§ **The task**
Copy the material starting at the line containing "Practice. Place a marker on each instance of the blurred" and ending at the line containing "x=199 y=373", both ends included. Keep the request lines and their sample positions unchanged, but scale every answer coordinate by 2.05 and round to a whole number, with halves rounded up. Give only those lines.

------ Available data

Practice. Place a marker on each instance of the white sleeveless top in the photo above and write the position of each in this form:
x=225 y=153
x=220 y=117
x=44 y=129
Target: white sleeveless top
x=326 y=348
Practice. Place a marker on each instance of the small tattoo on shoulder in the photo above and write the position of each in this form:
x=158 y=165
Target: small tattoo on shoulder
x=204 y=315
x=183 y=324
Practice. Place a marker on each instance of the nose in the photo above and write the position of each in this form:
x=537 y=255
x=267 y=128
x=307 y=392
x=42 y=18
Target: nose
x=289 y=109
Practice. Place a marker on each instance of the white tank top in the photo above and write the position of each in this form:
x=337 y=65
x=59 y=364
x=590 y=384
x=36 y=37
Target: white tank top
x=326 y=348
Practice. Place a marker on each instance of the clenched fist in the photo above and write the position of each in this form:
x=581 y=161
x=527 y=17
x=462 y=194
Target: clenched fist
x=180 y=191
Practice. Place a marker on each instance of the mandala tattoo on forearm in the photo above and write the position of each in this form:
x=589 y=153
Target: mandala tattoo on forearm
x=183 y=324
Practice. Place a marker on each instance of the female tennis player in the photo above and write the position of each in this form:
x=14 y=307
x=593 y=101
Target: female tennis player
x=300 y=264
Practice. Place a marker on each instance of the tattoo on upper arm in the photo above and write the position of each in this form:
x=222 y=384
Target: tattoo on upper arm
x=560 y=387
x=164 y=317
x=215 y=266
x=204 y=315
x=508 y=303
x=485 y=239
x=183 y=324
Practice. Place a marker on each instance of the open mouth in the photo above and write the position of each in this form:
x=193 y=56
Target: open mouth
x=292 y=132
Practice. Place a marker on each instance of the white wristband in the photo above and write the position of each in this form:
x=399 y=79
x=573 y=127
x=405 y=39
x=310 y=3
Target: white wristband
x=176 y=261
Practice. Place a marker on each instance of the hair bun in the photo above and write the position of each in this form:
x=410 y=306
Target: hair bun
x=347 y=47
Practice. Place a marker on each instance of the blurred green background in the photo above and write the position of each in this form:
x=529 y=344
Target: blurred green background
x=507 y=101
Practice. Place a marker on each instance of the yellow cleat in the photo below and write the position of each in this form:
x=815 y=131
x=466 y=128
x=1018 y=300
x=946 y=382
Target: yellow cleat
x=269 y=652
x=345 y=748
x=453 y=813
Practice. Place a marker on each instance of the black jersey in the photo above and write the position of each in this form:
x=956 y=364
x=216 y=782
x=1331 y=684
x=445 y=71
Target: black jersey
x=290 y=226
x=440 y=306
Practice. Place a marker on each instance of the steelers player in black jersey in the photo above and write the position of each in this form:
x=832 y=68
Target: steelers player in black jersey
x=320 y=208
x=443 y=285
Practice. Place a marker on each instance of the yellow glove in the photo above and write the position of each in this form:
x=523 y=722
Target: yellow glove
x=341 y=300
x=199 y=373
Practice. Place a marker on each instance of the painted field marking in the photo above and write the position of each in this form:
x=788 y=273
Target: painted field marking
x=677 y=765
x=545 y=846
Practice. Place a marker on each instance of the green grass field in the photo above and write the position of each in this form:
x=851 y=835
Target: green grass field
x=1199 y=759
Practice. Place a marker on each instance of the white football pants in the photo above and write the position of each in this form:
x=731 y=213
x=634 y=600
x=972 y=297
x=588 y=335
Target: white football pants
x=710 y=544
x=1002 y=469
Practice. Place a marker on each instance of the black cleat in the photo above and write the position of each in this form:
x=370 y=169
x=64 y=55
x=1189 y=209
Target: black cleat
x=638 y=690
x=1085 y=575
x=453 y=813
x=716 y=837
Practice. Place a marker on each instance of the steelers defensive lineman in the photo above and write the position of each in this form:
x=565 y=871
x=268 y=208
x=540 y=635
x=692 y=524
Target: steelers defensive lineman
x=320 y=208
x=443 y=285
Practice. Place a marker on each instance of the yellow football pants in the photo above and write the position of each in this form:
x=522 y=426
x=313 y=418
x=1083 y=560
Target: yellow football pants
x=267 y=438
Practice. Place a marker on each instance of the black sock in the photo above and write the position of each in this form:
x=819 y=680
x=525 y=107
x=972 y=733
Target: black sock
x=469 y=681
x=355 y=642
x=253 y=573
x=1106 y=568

------------

§ **Final result**
Practice. Place a marker on each instance of the blurred green background in the photo above and write the position of each in this form:
x=529 y=344
Target: blurred green background
x=1039 y=207
Practice. Place a marker on each instance of the yellow cleat in the photo below and write the position of each in this form:
x=815 y=131
x=466 y=128
x=1018 y=300
x=946 y=382
Target: yellow cleat
x=551 y=1337
x=707 y=1533
x=929 y=1667
Practice. Place a marker on each instance of the black jersey in the photo above and write the position of each in this form:
x=956 y=364
x=216 y=782
x=1331 y=684
x=445 y=71
Target: black jersey
x=595 y=463
x=902 y=627
Practice. Place a marker on each instance of the steelers player in black jersey in the photo above and write the position of each in this form:
x=832 y=68
Target: steelers player in black jersey
x=656 y=426
x=908 y=584
Practice. Place a marker on each instance of the yellow glove in the photo above and write the position of each in this form:
x=523 y=722
Target: yellow glove
x=699 y=615
x=408 y=765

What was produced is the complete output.